# Task to carry out:
Give back only the lines from the one with "For the mapping pass, tag each instance of the upright" through the last line of the data, exactly as they appear.

# Record excerpts:

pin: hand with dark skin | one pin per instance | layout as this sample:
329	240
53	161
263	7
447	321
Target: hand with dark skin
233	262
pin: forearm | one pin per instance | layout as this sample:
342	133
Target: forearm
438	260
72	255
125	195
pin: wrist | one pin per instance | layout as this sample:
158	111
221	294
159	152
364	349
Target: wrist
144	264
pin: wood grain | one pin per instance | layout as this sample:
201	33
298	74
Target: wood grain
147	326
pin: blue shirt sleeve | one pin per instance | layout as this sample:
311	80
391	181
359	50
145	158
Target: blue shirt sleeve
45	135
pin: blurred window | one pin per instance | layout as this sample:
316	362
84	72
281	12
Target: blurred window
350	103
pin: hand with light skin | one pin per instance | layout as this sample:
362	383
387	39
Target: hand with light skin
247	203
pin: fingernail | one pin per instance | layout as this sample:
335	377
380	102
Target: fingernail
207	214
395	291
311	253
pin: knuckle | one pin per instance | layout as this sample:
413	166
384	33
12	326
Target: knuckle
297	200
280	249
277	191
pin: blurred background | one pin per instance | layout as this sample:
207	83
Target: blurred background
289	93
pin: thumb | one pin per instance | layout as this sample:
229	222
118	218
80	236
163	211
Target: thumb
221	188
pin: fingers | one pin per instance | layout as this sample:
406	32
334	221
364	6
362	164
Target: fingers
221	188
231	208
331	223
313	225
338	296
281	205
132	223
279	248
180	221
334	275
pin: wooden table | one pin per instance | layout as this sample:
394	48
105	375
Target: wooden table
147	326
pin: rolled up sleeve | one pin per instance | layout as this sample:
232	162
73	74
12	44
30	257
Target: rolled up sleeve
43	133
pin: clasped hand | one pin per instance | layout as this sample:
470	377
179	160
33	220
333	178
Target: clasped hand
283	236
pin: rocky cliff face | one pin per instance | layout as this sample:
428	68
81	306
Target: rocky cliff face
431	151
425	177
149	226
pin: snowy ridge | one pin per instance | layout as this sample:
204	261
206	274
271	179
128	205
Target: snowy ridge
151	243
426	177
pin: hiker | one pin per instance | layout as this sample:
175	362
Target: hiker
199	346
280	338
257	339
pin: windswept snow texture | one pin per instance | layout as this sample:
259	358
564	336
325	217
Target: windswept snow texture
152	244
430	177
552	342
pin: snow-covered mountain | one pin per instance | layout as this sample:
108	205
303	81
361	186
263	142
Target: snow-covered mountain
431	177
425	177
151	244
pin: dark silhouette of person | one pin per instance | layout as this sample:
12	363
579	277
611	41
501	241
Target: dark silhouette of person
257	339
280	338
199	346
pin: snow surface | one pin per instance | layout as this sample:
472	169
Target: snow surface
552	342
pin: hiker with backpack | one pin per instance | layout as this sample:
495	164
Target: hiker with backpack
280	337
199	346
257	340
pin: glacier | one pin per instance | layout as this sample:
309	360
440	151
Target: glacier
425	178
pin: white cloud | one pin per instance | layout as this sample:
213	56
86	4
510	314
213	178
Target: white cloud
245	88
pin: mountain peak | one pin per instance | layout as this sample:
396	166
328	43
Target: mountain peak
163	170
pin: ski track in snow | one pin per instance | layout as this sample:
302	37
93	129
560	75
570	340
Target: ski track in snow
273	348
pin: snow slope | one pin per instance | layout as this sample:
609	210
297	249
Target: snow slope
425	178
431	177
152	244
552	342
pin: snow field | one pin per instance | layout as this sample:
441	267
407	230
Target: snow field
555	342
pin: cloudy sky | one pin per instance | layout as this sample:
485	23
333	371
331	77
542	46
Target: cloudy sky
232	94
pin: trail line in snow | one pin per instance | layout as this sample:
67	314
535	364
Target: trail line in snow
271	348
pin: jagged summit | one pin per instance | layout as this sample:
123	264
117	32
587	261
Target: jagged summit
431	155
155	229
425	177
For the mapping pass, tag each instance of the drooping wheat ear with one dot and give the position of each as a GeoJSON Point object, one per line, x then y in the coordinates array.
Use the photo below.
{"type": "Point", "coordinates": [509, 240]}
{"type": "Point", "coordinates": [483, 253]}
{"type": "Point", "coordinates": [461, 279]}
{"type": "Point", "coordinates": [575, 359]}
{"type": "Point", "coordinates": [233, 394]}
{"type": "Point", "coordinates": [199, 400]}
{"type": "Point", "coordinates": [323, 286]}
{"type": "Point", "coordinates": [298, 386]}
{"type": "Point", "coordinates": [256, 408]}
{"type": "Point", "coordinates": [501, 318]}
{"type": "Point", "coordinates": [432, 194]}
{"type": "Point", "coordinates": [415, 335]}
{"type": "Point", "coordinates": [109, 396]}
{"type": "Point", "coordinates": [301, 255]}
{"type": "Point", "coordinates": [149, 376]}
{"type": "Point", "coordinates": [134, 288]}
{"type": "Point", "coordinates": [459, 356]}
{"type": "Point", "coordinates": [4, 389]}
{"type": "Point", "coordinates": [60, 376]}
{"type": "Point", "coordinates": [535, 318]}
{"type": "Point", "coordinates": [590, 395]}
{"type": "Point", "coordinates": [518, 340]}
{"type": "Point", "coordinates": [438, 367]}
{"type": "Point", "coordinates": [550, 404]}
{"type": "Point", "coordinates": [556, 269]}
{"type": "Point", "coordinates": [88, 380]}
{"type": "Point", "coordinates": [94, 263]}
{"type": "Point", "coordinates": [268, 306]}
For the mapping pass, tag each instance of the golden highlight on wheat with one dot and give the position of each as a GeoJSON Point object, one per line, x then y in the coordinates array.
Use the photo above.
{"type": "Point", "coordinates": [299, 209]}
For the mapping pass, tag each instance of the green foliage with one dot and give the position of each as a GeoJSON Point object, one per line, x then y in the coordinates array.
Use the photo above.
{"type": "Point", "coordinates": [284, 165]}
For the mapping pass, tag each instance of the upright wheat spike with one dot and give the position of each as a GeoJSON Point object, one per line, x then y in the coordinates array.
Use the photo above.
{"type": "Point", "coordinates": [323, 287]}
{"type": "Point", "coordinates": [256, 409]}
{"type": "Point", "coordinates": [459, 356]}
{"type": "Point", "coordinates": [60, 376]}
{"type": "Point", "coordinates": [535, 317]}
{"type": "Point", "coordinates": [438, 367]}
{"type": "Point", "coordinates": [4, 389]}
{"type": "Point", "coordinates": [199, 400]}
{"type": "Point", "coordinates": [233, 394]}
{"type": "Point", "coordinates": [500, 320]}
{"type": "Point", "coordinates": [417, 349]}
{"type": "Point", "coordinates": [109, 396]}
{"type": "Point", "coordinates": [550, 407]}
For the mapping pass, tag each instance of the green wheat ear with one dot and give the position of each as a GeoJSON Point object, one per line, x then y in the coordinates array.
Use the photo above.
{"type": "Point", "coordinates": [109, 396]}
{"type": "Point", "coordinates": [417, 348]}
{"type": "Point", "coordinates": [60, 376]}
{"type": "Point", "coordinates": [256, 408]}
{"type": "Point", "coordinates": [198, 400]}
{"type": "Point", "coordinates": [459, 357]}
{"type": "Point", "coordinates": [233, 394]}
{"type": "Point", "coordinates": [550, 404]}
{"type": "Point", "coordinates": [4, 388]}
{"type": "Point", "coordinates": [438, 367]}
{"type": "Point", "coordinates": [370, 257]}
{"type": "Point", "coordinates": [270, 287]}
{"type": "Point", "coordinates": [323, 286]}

# Answer to the exercise:
For the mapping pass, tag each instance of the upright wheat spike with one dot and give the position of each as a GeoJSON Point object, one per line, x then y in the coordinates array.
Use the photo above.
{"type": "Point", "coordinates": [323, 287]}
{"type": "Point", "coordinates": [256, 409]}
{"type": "Point", "coordinates": [459, 356]}
{"type": "Point", "coordinates": [60, 376]}
{"type": "Point", "coordinates": [535, 317]}
{"type": "Point", "coordinates": [438, 367]}
{"type": "Point", "coordinates": [4, 389]}
{"type": "Point", "coordinates": [199, 400]}
{"type": "Point", "coordinates": [233, 394]}
{"type": "Point", "coordinates": [500, 320]}
{"type": "Point", "coordinates": [417, 349]}
{"type": "Point", "coordinates": [109, 396]}
{"type": "Point", "coordinates": [550, 407]}
For the mapping pass, tag each instance of the green wheat ear with one dot and give the position of each as a GeoJSON Point object, one per line, x then y in the coordinates array.
Use the photo above.
{"type": "Point", "coordinates": [109, 396]}
{"type": "Point", "coordinates": [417, 348]}
{"type": "Point", "coordinates": [60, 376]}
{"type": "Point", "coordinates": [256, 408]}
{"type": "Point", "coordinates": [198, 400]}
{"type": "Point", "coordinates": [459, 357]}
{"type": "Point", "coordinates": [233, 394]}
{"type": "Point", "coordinates": [550, 404]}
{"type": "Point", "coordinates": [4, 388]}
{"type": "Point", "coordinates": [438, 367]}
{"type": "Point", "coordinates": [370, 257]}
{"type": "Point", "coordinates": [270, 287]}
{"type": "Point", "coordinates": [323, 286]}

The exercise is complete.